BEGIN DATA IN THIS EXERCISE

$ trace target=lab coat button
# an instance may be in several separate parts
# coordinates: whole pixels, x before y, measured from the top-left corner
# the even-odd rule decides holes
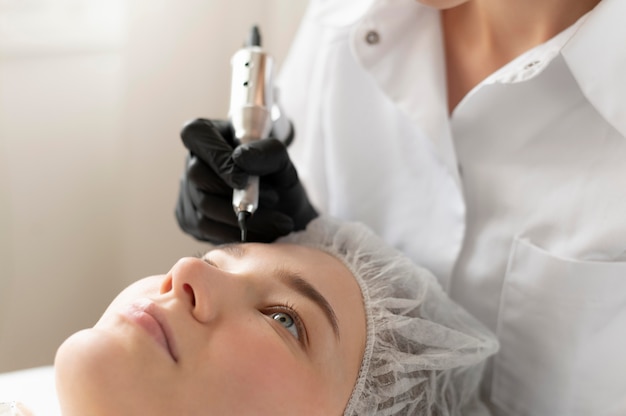
[[[531,69],[532,67],[537,66],[537,65],[539,65],[540,63],[541,63],[540,61],[532,61],[532,62],[529,62],[529,63],[527,63],[527,64],[524,66],[524,69]]]
[[[369,30],[365,35],[365,41],[370,45],[375,45],[380,41],[380,36],[375,30]]]

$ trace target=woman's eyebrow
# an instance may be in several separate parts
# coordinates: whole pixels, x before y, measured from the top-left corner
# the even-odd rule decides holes
[[[235,258],[241,258],[246,254],[246,249],[241,245],[241,243],[222,244],[215,247],[214,250],[222,250]],[[326,300],[326,298],[317,289],[315,289],[315,287],[300,277],[297,273],[279,268],[276,270],[276,274],[279,276],[279,280],[287,285],[287,287],[311,300],[322,310],[322,312],[324,312],[326,319],[328,319],[330,326],[333,328],[335,337],[339,339],[339,322],[337,320],[337,315],[328,300]]]
[[[285,269],[277,269],[276,273],[278,274],[280,281],[292,290],[298,292],[300,295],[311,300],[322,310],[322,312],[324,312],[326,319],[328,319],[330,326],[333,328],[335,337],[339,339],[339,323],[337,321],[337,315],[326,298],[318,292],[315,287],[302,277],[298,276],[296,273]]]

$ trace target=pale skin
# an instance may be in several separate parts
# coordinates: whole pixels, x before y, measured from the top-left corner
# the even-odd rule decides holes
[[[132,284],[66,340],[59,402],[64,416],[341,415],[365,332],[361,291],[336,258],[226,246]]]
[[[448,110],[494,71],[571,26],[600,0],[418,0],[441,10]]]

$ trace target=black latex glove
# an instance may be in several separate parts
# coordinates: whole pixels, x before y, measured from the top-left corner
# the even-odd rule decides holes
[[[186,233],[212,243],[240,241],[233,189],[243,188],[248,175],[260,177],[260,193],[248,218],[247,241],[271,242],[304,229],[317,216],[281,141],[270,137],[238,145],[229,122],[206,119],[187,123],[181,137],[190,153],[176,219]]]

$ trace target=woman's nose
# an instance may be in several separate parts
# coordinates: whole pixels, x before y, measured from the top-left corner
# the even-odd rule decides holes
[[[180,259],[161,285],[161,294],[173,293],[194,318],[202,323],[214,319],[219,312],[229,283],[219,269],[198,258]]]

END DATA IN THIS EXERCISE

GIVEN PROBLEM: Reproduce every one of the entries above line for line, omitting the pictures from your answer.

CORRECT ANSWER:
$ trace target=lab coat button
# an instance may be in several separate parts
# coordinates: whole pixels, x before y, measured from the top-left corner
# the even-odd rule decides holes
[[[531,69],[532,67],[537,66],[537,65],[539,65],[540,63],[541,63],[540,61],[532,61],[532,62],[529,62],[529,63],[527,63],[527,64],[524,66],[524,69]]]
[[[369,30],[365,35],[365,41],[370,45],[375,45],[380,41],[380,36],[375,30]]]

$ trace target=woman's eyebrow
# an instance may be in several separate parts
# coordinates: whole pixels, x before y, measured from the top-left corner
# the even-odd rule decides holes
[[[235,258],[241,258],[246,254],[246,249],[241,245],[241,243],[222,244],[215,247],[214,250],[222,250]],[[326,300],[326,298],[317,289],[315,289],[315,287],[300,277],[297,273],[279,268],[276,270],[276,274],[279,276],[279,280],[287,285],[287,287],[311,300],[322,310],[322,312],[324,312],[326,319],[328,319],[330,326],[333,328],[335,337],[339,339],[339,322],[337,320],[337,315],[328,300]]]
[[[285,269],[277,269],[276,273],[278,274],[280,281],[292,290],[298,292],[300,295],[311,300],[322,310],[322,312],[324,312],[326,319],[328,319],[330,326],[333,328],[335,337],[339,339],[339,323],[337,321],[337,315],[326,298],[318,292],[315,287],[302,277],[298,276],[296,273]]]

$ trace target=pale skin
# an instance may be in several separate parts
# coordinates: whole pixels, x before y, measured from the top-left corner
# the even-odd rule decides holes
[[[132,284],[66,340],[59,402],[64,416],[341,415],[365,332],[361,291],[336,258],[226,246]]]
[[[448,110],[494,71],[571,26],[600,0],[418,0],[441,10]]]

$ trace target=black latex glove
# an instance may be in several separate parts
# coordinates: whole pixels, x before y, measured from the top-left corner
# the even-odd rule decides holes
[[[186,233],[212,243],[240,241],[233,189],[243,188],[248,175],[260,177],[260,193],[248,218],[247,241],[271,242],[304,229],[317,216],[281,141],[270,137],[238,145],[229,122],[206,119],[187,123],[181,137],[190,153],[176,219]]]

$ trace target=woman's nose
# an instance may be in several separate parts
# coordinates: whole pixels, x before y, measured from the top-left corner
# the even-odd rule decides holes
[[[180,259],[161,285],[161,294],[173,293],[194,318],[202,323],[214,319],[219,312],[229,283],[219,269],[198,258]]]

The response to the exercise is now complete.